- EXERCISE SET
[A] Please reproduce the part of the seminar listing starting at "Bio: Marija Mikic" and ending at "Architecture (ICSA 2017).", keeping every word and mark unchanged.
[B] In the seminar listing, which organizations gave Nathan Price early career awards?

- TEXT
_____

Bio:  Dr. Nathan Price is Professor & Associate Director of the Institute for Systems Biology in Seattle where he co-directs with Lee Hood the Hood-Price Integrated Lab for Systems Biomedicine. He is Co-Founder and on the Board of Directors of Arivale, a scientific wellness company that was named as Geekwire’s 2016 startup of the year. He was the recipient of early career awards from the National Institutes of Health, the National Science Foundation, American Cancer Society, the Roy J. Carver Charitable Trust, and Genome Technology. He was also named as a Camille Dreyfus Teacher-Scholar, and received the 2016 Grace A. Goldsmith Award for his work in pioneering ‘scientific wellness.’ He serves on numerous advisory boards including for Roche (Personalized Medicine division), Providence St. Joseph Health, Habit, Trelys, Novo Nordisk Foundation Center for Biosustainability, Science Translational Medicine and Cell Systems. He is a fellow of the European Society of Preventive Medicine and on the Board of Trustees for the Health and Environmental Sciences Institute.

Website: https://www.systemsbiology.org/bio/nathan-price/


Software Engineering at Google Scale

Speaker: Marija Mikic, GOOGLE

Abstract: Developing software systems at Google scale requires simultaneously balancing many properties, both functional and non-functional. This talk will discuss a range of challenges commonly faced by software engineers at Google.  The talk will present some of Google’s infrastructure and services aimed at addressing those challenges, the tradeoffs these services make, and the manner in which they enable architecture, design, implementation, testing, deployment and monitoring of Google’s systems.

Bio: Marija Mikic is a Software Engineering Director at Google Los Angeles,  where she has been employed since 2004. Her teams work on search, display, video/YouTube, and shopping ads quality.  She received her Ph.D. in 2004 in Software Engineering from the Department of Computer Science at the University of Southern California.  Her research interests are in the area of software architectures for large-scale distributed systems. Marija has been serving on the USC School of Engineering Industrial Advisory Board since 2012. She is on the organizing committees of ICSE 2015 and 2016. She was the program co-chair of the first International Conference on Software Architecture (ICSA 2017).

_____

- EXTRACTED RECORDS

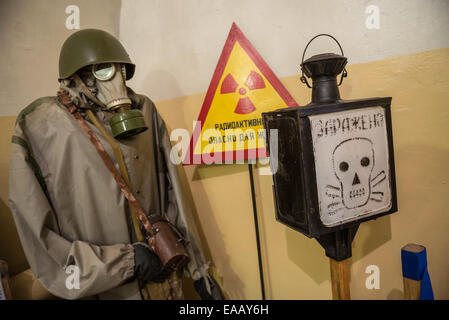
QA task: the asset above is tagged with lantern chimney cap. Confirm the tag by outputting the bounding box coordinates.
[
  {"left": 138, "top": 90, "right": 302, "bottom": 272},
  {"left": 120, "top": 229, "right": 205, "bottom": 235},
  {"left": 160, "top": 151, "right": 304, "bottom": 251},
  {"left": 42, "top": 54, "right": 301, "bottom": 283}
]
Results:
[{"left": 301, "top": 53, "right": 348, "bottom": 79}]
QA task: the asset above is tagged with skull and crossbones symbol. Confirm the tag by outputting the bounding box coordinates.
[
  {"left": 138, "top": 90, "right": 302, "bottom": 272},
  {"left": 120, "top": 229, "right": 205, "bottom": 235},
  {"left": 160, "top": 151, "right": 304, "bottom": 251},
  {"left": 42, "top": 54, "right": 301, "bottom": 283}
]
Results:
[{"left": 326, "top": 137, "right": 386, "bottom": 215}]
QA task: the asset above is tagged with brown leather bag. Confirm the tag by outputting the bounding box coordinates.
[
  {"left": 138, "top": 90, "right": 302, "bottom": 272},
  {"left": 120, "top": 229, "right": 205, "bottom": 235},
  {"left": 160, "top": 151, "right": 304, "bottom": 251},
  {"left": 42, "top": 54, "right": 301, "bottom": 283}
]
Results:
[{"left": 58, "top": 90, "right": 190, "bottom": 273}]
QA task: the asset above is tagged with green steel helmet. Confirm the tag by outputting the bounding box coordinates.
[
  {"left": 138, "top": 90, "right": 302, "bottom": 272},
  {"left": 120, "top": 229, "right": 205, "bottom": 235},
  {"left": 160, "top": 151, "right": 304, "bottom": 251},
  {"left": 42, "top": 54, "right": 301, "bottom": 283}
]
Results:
[{"left": 59, "top": 29, "right": 136, "bottom": 80}]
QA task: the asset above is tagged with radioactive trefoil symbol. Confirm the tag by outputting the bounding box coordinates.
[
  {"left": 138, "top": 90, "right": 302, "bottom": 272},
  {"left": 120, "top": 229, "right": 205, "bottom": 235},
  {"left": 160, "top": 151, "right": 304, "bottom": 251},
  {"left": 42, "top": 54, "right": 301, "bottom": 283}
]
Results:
[
  {"left": 326, "top": 137, "right": 386, "bottom": 215},
  {"left": 220, "top": 71, "right": 265, "bottom": 114}
]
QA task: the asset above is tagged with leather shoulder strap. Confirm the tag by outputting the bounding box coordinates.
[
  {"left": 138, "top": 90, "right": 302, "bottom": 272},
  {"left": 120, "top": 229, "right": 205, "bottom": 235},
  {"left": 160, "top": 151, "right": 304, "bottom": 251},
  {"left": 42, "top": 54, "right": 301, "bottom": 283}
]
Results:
[{"left": 58, "top": 90, "right": 157, "bottom": 238}]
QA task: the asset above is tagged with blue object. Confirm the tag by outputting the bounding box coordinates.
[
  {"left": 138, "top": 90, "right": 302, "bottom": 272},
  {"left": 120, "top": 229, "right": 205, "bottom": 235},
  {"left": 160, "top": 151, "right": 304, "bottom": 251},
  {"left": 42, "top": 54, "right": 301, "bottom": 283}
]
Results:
[{"left": 401, "top": 248, "right": 434, "bottom": 300}]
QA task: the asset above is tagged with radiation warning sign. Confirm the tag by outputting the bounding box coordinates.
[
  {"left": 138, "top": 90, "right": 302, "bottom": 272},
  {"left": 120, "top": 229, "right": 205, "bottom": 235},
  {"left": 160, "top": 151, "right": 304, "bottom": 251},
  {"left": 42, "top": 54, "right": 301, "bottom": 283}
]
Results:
[{"left": 183, "top": 23, "right": 297, "bottom": 165}]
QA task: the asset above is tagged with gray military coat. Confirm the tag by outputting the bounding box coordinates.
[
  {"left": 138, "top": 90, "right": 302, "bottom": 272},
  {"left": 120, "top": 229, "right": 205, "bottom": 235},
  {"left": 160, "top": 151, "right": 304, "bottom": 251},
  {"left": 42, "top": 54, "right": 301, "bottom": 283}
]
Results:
[{"left": 9, "top": 91, "right": 208, "bottom": 299}]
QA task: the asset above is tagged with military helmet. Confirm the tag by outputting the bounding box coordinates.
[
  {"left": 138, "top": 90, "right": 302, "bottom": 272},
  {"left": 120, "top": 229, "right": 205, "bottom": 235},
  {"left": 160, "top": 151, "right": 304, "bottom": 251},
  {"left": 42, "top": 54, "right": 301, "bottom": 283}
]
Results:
[{"left": 59, "top": 29, "right": 136, "bottom": 80}]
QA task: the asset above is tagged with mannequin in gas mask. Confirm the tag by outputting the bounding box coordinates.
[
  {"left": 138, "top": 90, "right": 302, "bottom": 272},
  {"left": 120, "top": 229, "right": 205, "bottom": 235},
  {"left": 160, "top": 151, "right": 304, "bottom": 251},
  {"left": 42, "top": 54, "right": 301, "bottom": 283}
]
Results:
[{"left": 9, "top": 29, "right": 223, "bottom": 299}]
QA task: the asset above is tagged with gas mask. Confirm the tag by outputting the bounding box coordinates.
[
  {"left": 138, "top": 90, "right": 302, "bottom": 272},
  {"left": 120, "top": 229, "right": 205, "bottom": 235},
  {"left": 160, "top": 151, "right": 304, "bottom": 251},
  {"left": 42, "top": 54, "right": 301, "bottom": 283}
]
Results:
[{"left": 75, "top": 63, "right": 148, "bottom": 138}]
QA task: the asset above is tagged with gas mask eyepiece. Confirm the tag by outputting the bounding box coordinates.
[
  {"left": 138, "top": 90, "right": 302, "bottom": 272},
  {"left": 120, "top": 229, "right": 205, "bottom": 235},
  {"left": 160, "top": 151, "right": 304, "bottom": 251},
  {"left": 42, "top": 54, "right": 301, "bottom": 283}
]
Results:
[{"left": 92, "top": 63, "right": 148, "bottom": 138}]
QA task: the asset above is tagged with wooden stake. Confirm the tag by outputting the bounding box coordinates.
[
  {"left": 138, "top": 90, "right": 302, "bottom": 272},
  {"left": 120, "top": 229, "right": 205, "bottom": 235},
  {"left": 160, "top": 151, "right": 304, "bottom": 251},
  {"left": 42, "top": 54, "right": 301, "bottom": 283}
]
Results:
[
  {"left": 329, "top": 258, "right": 351, "bottom": 300},
  {"left": 0, "top": 260, "right": 12, "bottom": 300},
  {"left": 402, "top": 243, "right": 426, "bottom": 300}
]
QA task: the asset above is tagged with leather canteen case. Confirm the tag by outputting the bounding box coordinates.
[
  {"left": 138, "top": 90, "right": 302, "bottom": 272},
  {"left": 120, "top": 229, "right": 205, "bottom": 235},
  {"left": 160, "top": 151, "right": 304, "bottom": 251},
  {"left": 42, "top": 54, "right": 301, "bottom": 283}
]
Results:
[{"left": 148, "top": 215, "right": 190, "bottom": 271}]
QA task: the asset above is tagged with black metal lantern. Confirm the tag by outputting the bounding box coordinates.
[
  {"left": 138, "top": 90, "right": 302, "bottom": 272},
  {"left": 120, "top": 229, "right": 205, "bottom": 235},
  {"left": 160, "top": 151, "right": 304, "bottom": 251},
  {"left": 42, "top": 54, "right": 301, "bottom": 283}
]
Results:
[{"left": 262, "top": 34, "right": 397, "bottom": 260}]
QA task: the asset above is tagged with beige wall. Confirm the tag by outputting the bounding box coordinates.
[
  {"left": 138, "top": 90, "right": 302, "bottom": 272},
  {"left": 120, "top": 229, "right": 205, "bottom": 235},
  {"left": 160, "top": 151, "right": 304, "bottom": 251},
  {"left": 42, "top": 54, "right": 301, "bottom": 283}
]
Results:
[
  {"left": 157, "top": 48, "right": 449, "bottom": 299},
  {"left": 0, "top": 0, "right": 449, "bottom": 299},
  {"left": 0, "top": 0, "right": 121, "bottom": 116}
]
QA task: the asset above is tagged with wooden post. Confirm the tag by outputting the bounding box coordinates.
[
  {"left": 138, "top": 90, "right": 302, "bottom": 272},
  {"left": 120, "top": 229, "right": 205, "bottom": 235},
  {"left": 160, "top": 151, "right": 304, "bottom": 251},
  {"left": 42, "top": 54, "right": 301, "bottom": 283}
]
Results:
[
  {"left": 329, "top": 258, "right": 351, "bottom": 300},
  {"left": 0, "top": 260, "right": 12, "bottom": 300},
  {"left": 402, "top": 243, "right": 426, "bottom": 300}
]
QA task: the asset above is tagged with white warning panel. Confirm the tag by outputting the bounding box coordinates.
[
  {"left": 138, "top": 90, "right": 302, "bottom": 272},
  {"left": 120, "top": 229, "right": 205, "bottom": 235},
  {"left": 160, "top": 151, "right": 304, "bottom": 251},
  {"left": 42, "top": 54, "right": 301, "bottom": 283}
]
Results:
[{"left": 309, "top": 107, "right": 392, "bottom": 227}]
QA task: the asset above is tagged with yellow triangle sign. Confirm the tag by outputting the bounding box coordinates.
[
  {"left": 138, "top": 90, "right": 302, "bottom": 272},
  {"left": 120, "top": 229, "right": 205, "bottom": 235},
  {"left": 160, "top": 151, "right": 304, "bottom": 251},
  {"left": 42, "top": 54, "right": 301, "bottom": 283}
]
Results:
[{"left": 183, "top": 23, "right": 298, "bottom": 165}]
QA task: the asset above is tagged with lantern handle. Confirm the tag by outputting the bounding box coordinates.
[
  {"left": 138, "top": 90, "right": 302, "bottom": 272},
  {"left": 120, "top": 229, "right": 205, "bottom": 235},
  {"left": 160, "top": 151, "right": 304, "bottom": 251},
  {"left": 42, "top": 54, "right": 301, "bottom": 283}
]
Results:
[{"left": 300, "top": 33, "right": 348, "bottom": 88}]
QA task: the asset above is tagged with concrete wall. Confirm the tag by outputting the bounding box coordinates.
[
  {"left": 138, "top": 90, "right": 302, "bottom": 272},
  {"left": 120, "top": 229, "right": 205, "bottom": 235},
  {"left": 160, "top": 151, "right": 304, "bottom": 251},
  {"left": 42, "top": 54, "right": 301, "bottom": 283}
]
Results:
[{"left": 0, "top": 0, "right": 449, "bottom": 299}]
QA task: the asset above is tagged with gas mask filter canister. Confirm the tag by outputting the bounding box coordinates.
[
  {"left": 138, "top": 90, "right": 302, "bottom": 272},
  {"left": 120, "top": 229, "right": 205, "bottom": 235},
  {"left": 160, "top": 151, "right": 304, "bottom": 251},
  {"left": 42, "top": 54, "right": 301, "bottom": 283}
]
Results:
[{"left": 92, "top": 63, "right": 148, "bottom": 138}]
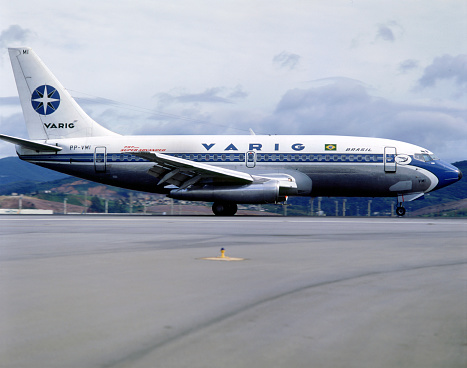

_____

- SOLUTION LIST
[A]
Bio: Marija Mikic is a Software Engineering Director at Google Los Angeles,  where she has been employed since 2004. Her teams work on search, display, video/YouTube, and shopping ads quality.  She received her Ph.D. in 2004 in Software Engineering from the Department of Computer Science at the University of Southern California.  Her research interests are in the area of software architectures for large-scale distributed systems. Marija has been serving on the USC School of Engineering Industrial Advisory Board since 2012. She is on the organizing committees of ICSE 2015 and 2016. She was the program co-chair of the first International Conference on Software Architecture (ICSA 2017).

[B]
- National Institutes of Health
- National Science Foundation
- American Cancer Society
- Roy J. Carver Charitable Trust
- Genome Technology